## Text section

Earkind
AI generated podcasts that don't bore you to death.
Listen to our first show "GPT Reviews": a daily mix commenting on Artificial Intelligence news, joke attempts, and research paper dives. By our host Giovani Pete Tizzano (an overly hyped AI follower); and collaborators Robert (an often unimpressed analyst), Olivia (an overly online internet surfer) and Belinda (an all around witty research expert).
Contact me at sergi@earkind.com — all feedback is welcome!
How does it work?
The idea was to combine LMs with neural expressive text-to-speech and programmatic audio editing to have a pipeline that basically creates a full podcast episode + description based on a list of news and research papers. It should be both useful and fun, so I've tried to make it non-serious and a bit over-the-top with the transitions, characters, and music.
• It all starts with a .txt file with a few news I select in plain text + a list of 3 recent arXiv papers urls. Title + abstract are crawled from arXiv, and other info is extracted from the raw pdf (noisy) text using the chatGPT API.

## Task objective
Decide whether each statement agrees with the Earkind page. Answer yes or no for each, and quote the words of the page that decide it.
1. The first show is called "GPT Reviews".
2. The input file lists five recent arXiv paper URLs.
3. Paper titles and abstracts are pulled from the raw PDF text with the chatGPT API.
The items that come next have nothing to do with this task.

## Supplied material
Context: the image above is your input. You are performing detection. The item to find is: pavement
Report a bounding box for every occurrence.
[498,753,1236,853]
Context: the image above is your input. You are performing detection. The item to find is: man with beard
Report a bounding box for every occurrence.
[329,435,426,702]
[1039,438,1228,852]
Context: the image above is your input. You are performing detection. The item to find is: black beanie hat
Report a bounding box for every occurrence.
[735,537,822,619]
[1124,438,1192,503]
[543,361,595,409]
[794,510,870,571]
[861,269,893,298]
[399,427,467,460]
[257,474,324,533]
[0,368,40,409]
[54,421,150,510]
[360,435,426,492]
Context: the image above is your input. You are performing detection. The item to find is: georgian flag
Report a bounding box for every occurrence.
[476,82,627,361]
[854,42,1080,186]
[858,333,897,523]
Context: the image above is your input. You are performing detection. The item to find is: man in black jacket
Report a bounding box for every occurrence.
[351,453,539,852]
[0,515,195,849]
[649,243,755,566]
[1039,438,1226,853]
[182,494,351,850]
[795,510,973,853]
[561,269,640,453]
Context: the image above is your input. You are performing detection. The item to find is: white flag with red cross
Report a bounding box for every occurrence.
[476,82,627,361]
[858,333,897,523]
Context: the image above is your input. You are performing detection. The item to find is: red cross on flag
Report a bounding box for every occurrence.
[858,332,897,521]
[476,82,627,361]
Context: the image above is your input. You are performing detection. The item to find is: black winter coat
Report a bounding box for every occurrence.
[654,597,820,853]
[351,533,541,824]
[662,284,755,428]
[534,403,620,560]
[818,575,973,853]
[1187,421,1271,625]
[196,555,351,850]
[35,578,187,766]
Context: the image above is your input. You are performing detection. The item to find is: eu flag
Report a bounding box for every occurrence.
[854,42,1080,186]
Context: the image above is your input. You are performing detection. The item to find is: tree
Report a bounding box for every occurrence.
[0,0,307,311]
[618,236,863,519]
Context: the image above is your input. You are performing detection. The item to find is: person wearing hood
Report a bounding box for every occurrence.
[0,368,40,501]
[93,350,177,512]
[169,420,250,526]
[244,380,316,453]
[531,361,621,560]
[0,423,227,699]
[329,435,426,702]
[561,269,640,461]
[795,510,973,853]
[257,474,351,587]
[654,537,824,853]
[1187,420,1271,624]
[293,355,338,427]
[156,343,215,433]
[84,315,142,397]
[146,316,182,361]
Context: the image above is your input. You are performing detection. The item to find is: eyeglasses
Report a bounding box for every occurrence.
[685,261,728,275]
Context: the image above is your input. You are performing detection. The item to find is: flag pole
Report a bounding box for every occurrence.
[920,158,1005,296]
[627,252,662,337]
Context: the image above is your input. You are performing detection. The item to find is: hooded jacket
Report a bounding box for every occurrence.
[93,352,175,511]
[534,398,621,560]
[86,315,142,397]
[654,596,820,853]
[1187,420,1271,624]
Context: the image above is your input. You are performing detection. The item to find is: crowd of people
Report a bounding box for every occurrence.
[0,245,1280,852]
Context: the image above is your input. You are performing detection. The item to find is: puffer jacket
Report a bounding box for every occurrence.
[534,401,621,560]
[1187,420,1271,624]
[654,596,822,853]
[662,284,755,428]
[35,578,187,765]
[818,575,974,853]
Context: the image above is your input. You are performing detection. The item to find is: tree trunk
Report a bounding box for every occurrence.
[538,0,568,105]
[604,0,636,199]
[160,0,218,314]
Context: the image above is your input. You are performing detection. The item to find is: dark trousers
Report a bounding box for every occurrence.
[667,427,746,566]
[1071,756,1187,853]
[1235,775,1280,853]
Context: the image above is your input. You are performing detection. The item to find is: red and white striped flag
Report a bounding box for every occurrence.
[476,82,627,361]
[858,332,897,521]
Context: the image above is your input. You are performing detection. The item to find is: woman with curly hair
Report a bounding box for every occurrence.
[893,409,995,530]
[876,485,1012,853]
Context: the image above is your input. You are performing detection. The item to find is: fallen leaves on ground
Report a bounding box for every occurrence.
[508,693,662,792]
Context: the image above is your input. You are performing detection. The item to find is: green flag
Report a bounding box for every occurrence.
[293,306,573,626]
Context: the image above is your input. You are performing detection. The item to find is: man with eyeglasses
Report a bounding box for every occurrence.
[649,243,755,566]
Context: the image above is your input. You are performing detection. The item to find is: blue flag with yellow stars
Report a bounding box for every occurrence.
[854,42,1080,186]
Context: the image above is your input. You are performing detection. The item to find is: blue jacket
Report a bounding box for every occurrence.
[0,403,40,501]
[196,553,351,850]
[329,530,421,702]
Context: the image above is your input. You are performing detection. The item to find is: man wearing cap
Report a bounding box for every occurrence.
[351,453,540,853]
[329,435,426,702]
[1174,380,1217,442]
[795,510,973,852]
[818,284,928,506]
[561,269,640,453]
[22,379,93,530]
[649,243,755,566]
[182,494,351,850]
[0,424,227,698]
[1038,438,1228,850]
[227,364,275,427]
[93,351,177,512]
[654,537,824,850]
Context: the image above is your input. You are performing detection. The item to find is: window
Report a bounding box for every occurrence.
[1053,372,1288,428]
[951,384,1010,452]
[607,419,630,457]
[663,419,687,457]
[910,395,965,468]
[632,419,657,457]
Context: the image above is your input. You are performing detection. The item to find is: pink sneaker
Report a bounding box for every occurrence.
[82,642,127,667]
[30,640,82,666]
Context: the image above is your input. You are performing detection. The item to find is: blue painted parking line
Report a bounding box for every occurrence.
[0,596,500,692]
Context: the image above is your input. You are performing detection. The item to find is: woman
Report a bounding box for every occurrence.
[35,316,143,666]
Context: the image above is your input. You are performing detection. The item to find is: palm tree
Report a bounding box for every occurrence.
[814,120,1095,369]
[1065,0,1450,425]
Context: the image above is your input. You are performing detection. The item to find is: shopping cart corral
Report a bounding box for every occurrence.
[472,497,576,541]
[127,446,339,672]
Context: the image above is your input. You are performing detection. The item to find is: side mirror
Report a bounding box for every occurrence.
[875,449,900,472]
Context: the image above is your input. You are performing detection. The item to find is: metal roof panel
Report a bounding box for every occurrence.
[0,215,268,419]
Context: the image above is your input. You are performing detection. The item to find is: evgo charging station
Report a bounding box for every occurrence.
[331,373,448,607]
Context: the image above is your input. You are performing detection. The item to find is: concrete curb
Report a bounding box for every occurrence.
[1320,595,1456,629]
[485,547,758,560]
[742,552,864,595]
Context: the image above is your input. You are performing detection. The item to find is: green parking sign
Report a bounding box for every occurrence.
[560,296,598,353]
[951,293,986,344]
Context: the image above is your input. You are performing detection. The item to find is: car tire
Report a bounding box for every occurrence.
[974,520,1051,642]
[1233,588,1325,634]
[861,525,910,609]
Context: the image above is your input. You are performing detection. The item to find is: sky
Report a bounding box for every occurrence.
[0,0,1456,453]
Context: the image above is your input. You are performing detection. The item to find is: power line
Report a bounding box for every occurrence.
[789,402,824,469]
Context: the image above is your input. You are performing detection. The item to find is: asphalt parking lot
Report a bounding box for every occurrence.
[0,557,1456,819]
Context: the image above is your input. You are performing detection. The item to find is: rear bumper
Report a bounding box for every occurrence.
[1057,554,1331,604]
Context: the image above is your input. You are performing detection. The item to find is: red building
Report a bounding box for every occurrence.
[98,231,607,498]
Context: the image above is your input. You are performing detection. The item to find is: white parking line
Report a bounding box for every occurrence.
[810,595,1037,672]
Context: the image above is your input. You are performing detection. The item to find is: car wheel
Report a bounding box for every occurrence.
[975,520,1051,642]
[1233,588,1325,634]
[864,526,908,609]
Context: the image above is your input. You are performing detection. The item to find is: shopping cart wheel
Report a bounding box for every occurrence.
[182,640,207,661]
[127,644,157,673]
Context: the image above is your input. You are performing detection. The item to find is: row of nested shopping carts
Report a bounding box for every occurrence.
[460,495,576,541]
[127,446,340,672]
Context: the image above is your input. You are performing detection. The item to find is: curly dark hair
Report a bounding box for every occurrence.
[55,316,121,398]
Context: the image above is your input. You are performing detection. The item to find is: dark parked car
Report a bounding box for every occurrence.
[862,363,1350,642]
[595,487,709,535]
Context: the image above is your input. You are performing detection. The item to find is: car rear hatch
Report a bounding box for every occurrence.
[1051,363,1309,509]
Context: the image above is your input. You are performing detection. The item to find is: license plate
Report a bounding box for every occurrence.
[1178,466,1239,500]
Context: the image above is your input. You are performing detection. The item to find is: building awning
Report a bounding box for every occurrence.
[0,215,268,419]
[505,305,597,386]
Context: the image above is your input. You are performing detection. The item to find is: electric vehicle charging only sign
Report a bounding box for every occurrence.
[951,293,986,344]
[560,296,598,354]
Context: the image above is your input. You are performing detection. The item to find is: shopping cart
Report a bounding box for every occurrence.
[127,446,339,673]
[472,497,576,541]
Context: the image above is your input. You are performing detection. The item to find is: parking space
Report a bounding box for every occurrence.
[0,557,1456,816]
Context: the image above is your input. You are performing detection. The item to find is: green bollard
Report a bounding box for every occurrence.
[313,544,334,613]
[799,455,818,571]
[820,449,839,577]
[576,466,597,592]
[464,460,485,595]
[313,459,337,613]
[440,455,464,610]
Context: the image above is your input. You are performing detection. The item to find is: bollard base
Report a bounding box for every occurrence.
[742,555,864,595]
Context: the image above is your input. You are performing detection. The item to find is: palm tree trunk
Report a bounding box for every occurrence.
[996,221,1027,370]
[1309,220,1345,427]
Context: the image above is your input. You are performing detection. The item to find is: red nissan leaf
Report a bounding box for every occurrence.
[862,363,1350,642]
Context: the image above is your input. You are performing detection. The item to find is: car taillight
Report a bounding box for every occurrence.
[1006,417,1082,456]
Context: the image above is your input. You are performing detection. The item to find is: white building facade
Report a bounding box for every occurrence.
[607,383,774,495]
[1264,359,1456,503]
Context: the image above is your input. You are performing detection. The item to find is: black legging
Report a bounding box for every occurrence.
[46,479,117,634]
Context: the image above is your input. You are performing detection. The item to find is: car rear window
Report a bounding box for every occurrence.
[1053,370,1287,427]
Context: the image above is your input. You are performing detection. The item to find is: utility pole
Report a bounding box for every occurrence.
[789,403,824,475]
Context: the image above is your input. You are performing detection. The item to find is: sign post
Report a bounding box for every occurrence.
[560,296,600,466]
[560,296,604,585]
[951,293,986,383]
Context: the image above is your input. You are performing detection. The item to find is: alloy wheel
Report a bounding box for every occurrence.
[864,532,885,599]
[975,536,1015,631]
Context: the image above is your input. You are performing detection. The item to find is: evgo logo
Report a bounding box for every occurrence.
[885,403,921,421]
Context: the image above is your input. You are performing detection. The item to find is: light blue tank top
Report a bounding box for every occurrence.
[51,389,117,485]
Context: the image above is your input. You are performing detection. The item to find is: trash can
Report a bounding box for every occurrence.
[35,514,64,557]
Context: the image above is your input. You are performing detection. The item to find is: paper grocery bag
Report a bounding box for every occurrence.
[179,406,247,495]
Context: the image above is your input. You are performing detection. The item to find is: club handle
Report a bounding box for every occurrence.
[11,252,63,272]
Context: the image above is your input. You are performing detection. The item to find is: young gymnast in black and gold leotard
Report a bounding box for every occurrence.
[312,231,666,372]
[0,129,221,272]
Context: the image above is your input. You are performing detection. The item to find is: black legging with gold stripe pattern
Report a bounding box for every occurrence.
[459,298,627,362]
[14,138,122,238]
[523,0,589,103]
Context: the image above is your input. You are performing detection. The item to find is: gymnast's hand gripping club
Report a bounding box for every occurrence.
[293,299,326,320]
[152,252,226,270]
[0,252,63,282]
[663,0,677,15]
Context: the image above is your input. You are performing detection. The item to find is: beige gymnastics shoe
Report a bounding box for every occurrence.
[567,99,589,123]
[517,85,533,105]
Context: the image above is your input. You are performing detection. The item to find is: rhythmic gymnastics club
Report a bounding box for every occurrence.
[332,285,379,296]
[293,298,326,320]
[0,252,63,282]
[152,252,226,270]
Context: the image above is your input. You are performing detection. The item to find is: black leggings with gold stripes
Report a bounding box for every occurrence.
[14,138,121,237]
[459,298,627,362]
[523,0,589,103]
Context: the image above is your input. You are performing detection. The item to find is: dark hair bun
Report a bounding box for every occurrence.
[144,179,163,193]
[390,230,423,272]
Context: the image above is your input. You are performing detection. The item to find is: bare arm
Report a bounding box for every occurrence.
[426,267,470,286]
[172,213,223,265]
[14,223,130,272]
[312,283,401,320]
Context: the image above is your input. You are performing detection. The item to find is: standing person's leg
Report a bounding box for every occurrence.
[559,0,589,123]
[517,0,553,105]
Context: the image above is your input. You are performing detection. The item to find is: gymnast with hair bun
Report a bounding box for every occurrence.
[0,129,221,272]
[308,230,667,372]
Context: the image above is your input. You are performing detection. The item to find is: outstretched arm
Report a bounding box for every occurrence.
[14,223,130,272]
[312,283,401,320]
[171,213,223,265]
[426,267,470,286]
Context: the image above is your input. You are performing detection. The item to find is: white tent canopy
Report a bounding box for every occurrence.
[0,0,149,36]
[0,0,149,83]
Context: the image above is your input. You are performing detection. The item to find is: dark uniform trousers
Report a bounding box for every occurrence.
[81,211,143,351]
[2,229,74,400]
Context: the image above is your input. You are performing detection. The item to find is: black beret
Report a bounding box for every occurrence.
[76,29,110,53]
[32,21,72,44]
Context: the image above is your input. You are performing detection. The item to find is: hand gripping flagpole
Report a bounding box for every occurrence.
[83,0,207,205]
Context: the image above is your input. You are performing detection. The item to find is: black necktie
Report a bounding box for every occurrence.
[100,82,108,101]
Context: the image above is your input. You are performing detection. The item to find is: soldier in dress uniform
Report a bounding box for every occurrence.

## Completed task
1. Yes: "Listen to our first show "GPT Reviews""
2. No: "a list of 3 recent arXiv papers urls"
3. No: "Title + abstract are crawled from arXiv"